Passage provided:
= = = = =

## Performance of `xesmf` vs `xarray-regrid`

Compare the two conservative methods using a moderately-sized synthetic dask dataset of about 4GB.

In [18]:
import dask.array as da
import xarray as xr
import xesmf

import xarray_regrid

bounds = dict(south=-90, north=90, west=-180, east=180)

source = xarray_regrid.Grid(
    resolution_lat=0.25,
    resolution_lon=0.25,
    **bounds,
).create_regridding_dataset()

target = xarray_regrid.Grid(
    resolution_lat=1,
    resolution_lon=1,
    **bounds,
).create_regridding_dataset()


def source_data(source, chunks, n_times=1000):
    data = da.random.random(
        size=(n_times, source.latitude.size, source.longitude.size),
        chunks=chunks,
    ).astype("float32")

    data = xr.DataArray(
        data,
        dims=["time", "latitude", "longitude"],
        coords={
            "time": xr.date_range("2000-01-01", periods=n_times, freq="D"),
            "latitude": source.latitude,
            "longitude": source.longitude,
        }
    )

= = = = =

Some rows
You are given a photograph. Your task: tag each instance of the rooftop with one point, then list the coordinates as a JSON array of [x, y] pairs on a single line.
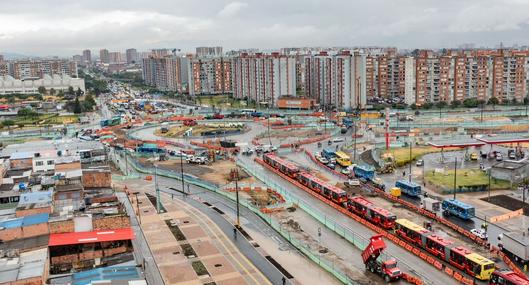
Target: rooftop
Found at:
[[26, 265]]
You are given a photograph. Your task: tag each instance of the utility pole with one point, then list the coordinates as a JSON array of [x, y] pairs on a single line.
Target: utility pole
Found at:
[[158, 204], [182, 171], [455, 177], [138, 206], [409, 135], [235, 176], [354, 142], [490, 174]]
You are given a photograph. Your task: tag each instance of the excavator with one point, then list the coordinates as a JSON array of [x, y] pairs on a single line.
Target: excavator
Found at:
[[387, 269]]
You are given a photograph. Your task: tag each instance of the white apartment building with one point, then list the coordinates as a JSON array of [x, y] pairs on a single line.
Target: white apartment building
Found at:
[[264, 78], [10, 85], [336, 81]]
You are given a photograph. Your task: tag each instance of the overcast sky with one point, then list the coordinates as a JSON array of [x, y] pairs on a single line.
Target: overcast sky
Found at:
[[65, 27]]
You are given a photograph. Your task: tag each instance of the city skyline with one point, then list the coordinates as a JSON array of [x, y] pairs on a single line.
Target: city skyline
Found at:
[[66, 28]]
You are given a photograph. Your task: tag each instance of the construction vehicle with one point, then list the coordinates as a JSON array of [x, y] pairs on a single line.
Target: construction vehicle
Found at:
[[388, 164], [190, 123], [387, 269]]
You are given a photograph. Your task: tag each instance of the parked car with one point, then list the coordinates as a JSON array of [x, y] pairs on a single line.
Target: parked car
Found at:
[[481, 233], [322, 160]]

= = = = =

Short problem:
Answer these questions about the regridding comparison above:
(a) About how large is the synthetic dask dataset used to compare the two conservative methods?
(b) What latitude and longitude resolution does the target grid use?
(c) What is the default value of `n_times` in the `source_data` function?

Task response:
(a) About 4GB.
(b) A resolution of 1 for both latitude and longitude.
(c) 1000.